"""

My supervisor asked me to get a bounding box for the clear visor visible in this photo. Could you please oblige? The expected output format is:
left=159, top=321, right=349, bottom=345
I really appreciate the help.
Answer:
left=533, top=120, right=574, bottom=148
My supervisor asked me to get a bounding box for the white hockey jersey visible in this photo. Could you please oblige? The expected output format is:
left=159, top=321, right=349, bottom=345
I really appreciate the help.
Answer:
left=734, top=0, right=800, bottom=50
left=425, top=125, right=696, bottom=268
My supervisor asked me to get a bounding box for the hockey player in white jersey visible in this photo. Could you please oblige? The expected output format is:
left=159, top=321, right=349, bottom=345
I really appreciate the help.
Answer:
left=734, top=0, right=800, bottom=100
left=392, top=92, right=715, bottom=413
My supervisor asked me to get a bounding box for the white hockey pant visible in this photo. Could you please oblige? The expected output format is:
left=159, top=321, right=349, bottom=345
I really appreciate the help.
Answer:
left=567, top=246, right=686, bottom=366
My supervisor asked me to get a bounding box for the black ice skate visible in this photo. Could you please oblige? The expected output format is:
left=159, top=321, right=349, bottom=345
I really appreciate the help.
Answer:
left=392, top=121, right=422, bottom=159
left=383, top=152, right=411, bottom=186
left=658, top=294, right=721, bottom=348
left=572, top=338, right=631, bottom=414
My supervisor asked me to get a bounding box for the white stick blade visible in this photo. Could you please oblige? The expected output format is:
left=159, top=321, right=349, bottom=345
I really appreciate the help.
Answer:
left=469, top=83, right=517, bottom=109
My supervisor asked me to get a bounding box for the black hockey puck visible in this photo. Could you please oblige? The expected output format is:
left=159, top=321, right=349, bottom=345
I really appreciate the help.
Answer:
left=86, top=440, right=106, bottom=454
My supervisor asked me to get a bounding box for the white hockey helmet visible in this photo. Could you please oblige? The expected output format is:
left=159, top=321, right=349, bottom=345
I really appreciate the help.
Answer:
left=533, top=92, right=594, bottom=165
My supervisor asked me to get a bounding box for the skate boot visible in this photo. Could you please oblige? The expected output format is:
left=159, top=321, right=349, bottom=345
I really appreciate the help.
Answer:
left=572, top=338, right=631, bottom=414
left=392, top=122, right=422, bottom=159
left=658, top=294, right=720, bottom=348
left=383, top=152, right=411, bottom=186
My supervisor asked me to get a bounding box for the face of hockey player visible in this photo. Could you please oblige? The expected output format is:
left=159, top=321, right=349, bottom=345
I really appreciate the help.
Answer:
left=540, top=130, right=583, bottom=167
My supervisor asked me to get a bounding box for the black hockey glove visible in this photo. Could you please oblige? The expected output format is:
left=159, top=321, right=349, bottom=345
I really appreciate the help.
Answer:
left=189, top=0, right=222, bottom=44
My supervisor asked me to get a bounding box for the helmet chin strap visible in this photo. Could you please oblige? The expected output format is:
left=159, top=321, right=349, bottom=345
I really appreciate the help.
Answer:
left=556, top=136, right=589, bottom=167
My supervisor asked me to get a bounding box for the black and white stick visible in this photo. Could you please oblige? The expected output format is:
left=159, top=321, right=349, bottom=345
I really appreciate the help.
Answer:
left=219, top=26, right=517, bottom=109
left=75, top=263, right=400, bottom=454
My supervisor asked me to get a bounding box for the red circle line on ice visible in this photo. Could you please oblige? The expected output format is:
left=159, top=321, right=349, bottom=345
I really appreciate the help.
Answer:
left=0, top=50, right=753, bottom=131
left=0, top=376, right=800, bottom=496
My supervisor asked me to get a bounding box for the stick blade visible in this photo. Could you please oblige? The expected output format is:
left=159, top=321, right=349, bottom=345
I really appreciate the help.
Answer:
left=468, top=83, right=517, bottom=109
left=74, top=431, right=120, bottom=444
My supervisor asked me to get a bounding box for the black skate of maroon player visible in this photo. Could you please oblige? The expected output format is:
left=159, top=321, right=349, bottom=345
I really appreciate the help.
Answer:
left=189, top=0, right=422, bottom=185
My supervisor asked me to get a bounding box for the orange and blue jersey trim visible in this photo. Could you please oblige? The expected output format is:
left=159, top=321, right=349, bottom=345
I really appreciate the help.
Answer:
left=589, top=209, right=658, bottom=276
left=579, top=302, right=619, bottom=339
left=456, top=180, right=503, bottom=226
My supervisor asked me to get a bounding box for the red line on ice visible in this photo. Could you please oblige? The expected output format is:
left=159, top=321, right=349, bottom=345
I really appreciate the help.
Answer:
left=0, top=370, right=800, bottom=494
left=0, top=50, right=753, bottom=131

"""
"""

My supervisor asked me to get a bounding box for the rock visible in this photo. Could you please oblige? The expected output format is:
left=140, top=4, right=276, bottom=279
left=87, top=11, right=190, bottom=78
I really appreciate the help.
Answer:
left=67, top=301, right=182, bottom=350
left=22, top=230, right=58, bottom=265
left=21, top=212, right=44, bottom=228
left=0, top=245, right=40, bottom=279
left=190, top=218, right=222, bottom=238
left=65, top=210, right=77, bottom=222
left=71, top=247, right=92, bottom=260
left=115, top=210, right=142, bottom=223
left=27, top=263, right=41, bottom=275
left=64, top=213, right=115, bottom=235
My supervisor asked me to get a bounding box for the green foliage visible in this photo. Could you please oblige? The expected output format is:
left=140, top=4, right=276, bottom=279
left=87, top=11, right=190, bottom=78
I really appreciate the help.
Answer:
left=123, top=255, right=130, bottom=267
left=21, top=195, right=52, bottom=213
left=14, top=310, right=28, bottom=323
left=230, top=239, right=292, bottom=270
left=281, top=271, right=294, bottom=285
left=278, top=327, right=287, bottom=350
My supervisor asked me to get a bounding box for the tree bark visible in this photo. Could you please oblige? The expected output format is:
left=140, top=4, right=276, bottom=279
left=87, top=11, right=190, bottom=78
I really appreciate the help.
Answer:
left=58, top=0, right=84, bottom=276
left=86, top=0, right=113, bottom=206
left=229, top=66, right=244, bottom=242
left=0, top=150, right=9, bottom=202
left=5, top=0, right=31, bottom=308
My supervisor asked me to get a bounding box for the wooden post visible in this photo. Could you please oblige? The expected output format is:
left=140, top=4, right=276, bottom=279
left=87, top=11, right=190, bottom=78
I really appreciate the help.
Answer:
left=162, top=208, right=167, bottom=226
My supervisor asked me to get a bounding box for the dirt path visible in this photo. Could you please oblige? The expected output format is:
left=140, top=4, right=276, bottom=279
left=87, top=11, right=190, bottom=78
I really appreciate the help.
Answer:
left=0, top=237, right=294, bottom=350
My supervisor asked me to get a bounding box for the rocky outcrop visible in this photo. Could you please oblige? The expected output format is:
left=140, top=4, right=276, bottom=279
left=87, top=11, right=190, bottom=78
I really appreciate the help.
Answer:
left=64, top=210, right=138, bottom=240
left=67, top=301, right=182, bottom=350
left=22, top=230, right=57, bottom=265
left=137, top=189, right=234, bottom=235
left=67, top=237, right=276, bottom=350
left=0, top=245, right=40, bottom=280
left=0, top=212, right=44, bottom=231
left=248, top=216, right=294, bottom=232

"""
"""

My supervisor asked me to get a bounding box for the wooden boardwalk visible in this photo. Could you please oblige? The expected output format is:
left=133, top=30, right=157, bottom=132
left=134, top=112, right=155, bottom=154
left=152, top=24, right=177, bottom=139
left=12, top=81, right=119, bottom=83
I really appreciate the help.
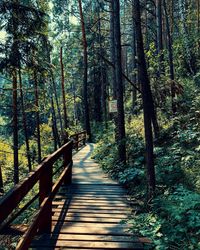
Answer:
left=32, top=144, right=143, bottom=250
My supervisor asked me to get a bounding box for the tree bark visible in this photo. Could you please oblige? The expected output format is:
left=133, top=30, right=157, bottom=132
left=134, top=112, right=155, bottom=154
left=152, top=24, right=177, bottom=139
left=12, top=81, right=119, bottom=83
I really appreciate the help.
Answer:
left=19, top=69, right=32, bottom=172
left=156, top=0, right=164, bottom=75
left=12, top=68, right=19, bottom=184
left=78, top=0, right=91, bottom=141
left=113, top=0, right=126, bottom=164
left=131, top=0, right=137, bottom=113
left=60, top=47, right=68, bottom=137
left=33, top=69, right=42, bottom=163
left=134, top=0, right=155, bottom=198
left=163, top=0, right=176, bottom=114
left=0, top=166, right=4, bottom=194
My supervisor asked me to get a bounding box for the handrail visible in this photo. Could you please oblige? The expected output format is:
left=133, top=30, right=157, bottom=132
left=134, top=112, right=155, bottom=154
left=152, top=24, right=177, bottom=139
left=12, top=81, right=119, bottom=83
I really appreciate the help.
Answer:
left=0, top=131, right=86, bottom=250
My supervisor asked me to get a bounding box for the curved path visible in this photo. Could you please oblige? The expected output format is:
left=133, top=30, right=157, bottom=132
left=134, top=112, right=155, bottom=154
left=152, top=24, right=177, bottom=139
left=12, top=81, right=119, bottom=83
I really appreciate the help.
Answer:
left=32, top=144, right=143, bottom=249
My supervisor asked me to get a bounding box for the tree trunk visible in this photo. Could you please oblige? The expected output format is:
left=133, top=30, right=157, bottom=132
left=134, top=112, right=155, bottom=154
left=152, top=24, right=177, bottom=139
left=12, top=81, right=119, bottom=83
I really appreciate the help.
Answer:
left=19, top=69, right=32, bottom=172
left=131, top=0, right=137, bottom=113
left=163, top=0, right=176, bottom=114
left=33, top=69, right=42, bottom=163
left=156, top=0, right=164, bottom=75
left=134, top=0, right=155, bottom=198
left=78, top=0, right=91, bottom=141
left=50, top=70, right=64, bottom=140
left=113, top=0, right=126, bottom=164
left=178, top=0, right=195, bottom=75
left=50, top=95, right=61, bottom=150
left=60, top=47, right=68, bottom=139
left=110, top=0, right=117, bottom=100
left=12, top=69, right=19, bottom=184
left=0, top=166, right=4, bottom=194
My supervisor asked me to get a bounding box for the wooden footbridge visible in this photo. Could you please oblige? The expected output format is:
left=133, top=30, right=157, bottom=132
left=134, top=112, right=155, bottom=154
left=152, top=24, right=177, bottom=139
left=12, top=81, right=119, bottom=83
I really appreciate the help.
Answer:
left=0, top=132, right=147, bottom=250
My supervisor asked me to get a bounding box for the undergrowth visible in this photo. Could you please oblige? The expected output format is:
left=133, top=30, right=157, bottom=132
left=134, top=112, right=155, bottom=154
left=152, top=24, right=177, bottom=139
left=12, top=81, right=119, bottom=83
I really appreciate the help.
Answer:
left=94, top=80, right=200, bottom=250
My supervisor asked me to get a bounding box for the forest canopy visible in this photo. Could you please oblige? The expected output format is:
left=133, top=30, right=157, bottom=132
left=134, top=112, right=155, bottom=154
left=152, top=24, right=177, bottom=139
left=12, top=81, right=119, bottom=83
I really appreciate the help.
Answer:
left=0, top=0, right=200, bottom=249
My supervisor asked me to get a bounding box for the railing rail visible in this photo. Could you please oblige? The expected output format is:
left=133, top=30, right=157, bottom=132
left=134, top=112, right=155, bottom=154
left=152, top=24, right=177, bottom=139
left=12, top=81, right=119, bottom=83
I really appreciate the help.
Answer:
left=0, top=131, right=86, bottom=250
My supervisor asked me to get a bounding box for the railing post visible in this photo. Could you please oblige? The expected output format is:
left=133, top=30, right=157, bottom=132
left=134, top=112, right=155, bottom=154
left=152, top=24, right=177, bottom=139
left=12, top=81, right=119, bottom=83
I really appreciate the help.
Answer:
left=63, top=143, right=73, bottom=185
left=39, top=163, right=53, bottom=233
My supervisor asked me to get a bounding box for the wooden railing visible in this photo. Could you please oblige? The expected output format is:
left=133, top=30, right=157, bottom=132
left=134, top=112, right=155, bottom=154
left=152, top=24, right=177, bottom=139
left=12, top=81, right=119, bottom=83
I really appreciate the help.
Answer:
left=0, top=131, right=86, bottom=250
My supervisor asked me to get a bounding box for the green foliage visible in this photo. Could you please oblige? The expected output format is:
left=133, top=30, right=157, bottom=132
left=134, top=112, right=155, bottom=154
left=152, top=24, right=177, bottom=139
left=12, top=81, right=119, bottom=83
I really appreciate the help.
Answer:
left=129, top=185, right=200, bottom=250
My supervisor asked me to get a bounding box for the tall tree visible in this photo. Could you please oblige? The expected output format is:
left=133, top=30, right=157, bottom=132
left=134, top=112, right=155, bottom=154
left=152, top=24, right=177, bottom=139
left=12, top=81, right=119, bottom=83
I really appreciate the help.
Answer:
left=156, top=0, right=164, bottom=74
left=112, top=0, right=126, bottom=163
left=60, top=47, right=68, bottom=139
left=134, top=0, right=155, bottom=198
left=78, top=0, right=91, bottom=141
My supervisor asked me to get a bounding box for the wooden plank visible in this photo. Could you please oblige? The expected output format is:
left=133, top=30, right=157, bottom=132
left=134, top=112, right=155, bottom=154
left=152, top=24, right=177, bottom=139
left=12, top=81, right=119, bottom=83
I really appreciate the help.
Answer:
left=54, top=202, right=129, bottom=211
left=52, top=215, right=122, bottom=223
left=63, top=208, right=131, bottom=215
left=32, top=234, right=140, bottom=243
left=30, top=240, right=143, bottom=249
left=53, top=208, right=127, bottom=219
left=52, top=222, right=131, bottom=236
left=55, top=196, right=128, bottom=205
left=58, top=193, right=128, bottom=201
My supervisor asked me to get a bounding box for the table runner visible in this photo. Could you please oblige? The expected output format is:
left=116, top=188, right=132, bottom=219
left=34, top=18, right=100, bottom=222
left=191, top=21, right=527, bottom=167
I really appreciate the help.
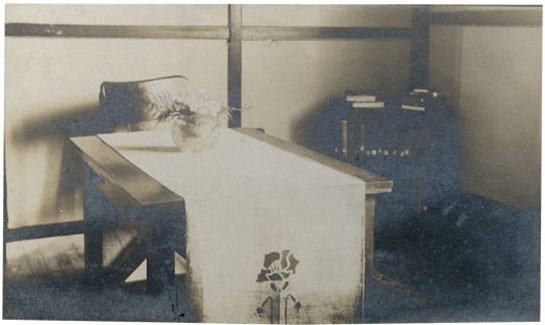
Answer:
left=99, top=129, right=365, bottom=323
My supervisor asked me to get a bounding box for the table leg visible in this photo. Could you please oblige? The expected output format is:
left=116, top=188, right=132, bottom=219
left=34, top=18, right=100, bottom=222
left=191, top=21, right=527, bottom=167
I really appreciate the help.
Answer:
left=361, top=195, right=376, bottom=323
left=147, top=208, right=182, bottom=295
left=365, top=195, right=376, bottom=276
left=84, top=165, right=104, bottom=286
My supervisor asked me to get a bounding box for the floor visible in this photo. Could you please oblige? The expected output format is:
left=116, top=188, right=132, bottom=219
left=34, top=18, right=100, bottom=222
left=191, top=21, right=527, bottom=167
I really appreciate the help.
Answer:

"""

**Set problem**
Copy out verbatim the rows starting at the line that contains "for the clear" and ending at the line that contains "left=425, top=125, right=696, bottom=268", with both of those lines included.

**Task response**
My supervisor asked me to get a bounding box for the clear visor visible in this photo. Could you please oblige? The expected output format is:
left=159, top=321, right=349, bottom=345
I really appreciate the help.
Answer:
left=533, top=120, right=574, bottom=148
My supervisor asked me to get a bounding box for the white hockey jersey visible in this photo. Could you please oblige? The expected output format is:
left=159, top=321, right=349, bottom=345
I really appreciate the help.
Answer:
left=734, top=0, right=800, bottom=50
left=425, top=125, right=696, bottom=268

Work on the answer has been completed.